PROBLEMS TO WORK ON:
A. In the game theory thread, what expected value does the friend give for taking the shot at $1,000?
B. Reproduce the stretch of the game theory thread from "A friend of" through "the game once.", swapping "fairly simple game" for "basic wager".

SUPPLIED TEXT:
-- -- --

Is Game Theory Applicable Here?
 
A friend of mine and I were discussing a fairly simple game: you are presented the opportunity to take either $240 straight up or to play a game where 25% of the time you will win $1,000. You may only play the game once.

My friend aruged that the expected value for the game is $250 if you take the shot at $1000 and only $240 if you do not, and therefore you should take the chance. I completely understand, but...

Seeing as it is a one time event, I argued that it was not necessarily advantageous to play for the long run. Therefore, it is not unreasonable to sacrifice $10 in expected value in order to play a game you cannot lose rather than one that you are a huge underdog to win.

I understand that one's decision might be influenced by how much money they have to start, or if the game had different values (I feel most people would rather take 240K straight up than take a 1-in-4 on $1 million, even if it is mathematically incorrect), but in general is my logic faulty?

pzhon 12-12-2005 04:57 PM

Re: Is Game Theory Applicable Here?
 
[img]/images/graemlins/diamond.gif[/img] Game theory is completely irrelevant.

[img]/images/graemlins/diamond.gif[/img] EV makes sense even for events that only happen once. Many people find this counterintuitive.

[img]/images/graemlins/diamond.gif[/img] It is ok to have a nonlinear value for money, which can lead you to being rationally risk averse. If the value you place on having $x is log x, you should accept the the gamble if you have at least $9038.19, and decline if you have less.

[img]/images/graemlins/diamond.gif[/img] "it is not unreasonable to sacrifice $10 in expected value in order to play a game you cannot lose rather than one that you are a huge underdog to win" sounds overly emotional, and does not easily fit into a consistent system for analyzing gambles. Many people are willing to pay for short-term certainty. This is an easily exploited weakness in poker.

-- -- --

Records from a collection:
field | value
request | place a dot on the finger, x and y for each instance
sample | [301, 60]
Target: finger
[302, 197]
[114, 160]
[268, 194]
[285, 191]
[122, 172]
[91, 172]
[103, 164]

-- -- --

SOLVED TASKS:
A. $250

B.
A friend of mine and I were discussing a basic wager: you are presented the opportunity to take either $240 straight up or to play a game where 25% of the time you will win $1,000. You may only play the game once.